## Try it:
In the material below, identify each line bearing the word "sweatshirt". Reproduce those lines.

## Input for this task:
*** Block opens ***

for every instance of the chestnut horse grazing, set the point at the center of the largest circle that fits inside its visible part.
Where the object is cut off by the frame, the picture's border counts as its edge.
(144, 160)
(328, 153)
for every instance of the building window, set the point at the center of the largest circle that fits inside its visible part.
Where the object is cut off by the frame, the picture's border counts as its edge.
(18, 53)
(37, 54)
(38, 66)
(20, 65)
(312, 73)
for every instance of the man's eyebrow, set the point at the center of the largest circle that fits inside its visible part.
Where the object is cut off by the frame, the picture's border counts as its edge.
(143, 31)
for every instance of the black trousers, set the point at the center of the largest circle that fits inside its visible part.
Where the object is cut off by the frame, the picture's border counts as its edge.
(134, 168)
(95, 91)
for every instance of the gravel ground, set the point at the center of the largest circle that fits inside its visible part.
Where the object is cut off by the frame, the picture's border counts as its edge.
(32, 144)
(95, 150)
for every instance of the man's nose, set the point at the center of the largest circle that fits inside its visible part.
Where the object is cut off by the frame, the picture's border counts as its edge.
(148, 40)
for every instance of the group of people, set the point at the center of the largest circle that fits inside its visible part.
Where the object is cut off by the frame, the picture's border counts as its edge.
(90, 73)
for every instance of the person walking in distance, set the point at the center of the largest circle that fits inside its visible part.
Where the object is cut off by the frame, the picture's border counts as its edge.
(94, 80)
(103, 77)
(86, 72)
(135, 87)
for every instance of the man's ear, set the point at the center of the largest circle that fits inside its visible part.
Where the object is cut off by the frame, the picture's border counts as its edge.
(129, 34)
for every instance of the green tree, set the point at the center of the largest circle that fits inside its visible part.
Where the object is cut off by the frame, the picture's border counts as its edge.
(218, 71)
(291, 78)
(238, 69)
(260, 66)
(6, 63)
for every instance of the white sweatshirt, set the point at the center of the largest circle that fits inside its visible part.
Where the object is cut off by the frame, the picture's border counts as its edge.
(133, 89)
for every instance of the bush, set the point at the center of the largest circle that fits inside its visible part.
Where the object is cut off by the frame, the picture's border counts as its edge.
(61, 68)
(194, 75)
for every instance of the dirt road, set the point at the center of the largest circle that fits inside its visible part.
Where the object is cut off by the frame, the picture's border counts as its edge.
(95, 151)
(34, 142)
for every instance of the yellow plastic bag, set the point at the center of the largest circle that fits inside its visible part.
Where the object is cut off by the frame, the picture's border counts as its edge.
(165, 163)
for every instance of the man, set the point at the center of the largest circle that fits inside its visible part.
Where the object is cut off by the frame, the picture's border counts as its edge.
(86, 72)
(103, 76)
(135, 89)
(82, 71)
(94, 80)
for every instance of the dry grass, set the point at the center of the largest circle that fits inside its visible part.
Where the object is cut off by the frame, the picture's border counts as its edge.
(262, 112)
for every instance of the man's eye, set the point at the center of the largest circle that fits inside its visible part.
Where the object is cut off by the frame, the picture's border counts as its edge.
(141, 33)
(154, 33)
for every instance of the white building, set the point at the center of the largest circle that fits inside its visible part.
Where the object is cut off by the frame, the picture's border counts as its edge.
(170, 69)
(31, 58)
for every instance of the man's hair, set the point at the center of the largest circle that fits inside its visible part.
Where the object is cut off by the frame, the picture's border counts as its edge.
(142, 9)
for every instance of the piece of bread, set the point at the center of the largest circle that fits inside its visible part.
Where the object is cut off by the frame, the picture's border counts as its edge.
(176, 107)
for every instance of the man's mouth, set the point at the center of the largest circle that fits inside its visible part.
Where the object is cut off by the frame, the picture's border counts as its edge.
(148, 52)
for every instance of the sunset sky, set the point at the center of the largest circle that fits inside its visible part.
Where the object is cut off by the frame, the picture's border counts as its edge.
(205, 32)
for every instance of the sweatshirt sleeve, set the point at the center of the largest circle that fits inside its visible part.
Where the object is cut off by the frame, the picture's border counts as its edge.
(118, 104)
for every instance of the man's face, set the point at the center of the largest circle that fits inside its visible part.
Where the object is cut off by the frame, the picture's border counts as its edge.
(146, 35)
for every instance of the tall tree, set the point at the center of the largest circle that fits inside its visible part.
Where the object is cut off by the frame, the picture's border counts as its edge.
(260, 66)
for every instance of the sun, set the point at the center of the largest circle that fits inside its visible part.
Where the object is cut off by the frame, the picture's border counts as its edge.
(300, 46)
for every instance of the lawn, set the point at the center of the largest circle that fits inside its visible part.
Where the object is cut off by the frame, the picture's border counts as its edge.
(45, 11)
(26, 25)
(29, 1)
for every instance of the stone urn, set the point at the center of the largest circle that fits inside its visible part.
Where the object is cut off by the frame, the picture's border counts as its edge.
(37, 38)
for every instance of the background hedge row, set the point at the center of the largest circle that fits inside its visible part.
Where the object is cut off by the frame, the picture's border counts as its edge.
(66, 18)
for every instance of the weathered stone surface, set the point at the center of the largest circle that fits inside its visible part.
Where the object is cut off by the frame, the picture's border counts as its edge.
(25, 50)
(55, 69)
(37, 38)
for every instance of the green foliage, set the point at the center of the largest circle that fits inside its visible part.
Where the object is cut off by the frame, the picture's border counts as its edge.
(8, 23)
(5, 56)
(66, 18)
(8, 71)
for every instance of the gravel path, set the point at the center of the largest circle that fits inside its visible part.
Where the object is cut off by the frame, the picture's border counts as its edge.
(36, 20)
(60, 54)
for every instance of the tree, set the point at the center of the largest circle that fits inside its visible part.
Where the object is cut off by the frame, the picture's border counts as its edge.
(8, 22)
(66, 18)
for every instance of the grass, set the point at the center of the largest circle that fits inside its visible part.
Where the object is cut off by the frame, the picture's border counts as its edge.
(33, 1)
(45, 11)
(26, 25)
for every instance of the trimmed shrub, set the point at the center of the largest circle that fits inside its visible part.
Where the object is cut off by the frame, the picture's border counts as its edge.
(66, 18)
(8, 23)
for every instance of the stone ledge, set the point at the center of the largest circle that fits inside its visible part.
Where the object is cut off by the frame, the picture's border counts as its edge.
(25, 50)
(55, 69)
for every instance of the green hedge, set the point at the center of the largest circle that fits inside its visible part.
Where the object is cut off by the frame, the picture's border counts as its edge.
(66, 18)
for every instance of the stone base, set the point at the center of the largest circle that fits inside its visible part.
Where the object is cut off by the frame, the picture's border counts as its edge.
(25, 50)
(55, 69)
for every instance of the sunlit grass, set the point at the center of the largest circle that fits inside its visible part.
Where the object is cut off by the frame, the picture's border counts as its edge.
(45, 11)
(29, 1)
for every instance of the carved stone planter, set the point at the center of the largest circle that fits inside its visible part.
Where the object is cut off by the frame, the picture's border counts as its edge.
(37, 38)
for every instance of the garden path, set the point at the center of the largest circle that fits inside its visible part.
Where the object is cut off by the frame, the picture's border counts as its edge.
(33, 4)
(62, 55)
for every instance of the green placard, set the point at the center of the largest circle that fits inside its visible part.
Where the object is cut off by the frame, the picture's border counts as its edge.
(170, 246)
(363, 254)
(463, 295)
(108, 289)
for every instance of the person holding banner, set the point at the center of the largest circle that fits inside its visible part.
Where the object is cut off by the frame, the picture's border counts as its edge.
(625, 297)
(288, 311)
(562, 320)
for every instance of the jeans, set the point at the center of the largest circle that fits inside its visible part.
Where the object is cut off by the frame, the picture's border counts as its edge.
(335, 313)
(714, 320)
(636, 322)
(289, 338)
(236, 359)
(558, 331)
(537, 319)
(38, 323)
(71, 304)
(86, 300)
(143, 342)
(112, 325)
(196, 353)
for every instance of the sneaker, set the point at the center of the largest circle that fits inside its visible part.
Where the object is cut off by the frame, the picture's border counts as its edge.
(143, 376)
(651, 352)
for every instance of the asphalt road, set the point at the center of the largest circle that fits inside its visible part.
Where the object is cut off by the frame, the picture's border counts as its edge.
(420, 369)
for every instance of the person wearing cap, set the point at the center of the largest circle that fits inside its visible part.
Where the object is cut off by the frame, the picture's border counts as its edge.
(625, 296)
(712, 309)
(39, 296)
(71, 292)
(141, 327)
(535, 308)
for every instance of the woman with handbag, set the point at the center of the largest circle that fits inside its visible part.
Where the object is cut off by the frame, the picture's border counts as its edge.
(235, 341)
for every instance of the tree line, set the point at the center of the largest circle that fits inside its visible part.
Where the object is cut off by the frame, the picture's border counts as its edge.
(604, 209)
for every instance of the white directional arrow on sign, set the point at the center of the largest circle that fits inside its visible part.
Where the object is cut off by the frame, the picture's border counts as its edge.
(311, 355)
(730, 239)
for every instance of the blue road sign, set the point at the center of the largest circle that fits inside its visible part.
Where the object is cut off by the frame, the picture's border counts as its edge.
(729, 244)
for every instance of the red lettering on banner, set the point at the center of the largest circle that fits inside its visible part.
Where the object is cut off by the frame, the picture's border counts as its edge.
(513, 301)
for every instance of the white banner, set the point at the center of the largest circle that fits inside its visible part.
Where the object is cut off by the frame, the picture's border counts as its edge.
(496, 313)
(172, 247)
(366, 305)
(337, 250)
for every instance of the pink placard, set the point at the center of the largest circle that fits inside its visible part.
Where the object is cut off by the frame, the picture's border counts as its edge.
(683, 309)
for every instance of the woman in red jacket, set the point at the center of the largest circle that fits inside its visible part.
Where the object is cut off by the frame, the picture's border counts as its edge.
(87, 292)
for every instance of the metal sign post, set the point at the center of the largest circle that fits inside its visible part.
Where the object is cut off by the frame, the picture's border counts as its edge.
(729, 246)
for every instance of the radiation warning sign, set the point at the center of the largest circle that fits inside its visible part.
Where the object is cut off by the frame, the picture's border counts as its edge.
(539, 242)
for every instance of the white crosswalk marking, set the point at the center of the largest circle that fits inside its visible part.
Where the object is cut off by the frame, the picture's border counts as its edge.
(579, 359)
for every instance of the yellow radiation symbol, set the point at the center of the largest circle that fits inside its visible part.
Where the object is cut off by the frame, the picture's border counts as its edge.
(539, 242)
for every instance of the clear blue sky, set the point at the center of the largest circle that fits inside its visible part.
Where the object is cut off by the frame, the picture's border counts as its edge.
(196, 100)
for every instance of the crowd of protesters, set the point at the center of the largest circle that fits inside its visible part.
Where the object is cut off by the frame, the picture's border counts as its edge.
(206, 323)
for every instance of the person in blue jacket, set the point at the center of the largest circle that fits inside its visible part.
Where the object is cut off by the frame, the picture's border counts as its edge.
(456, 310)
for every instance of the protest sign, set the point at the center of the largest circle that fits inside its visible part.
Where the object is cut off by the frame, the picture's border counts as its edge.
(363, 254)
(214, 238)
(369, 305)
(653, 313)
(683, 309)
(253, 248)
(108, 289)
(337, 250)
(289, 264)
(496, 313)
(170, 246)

*** Block closes ***

## The completed task:
for every instance of the white sweatshirt, set the point at the center of the largest circle that fits inside its visible part.
for every instance of the sweatshirt sleeve, set the point at the center of the largest circle that fits inside its visible part.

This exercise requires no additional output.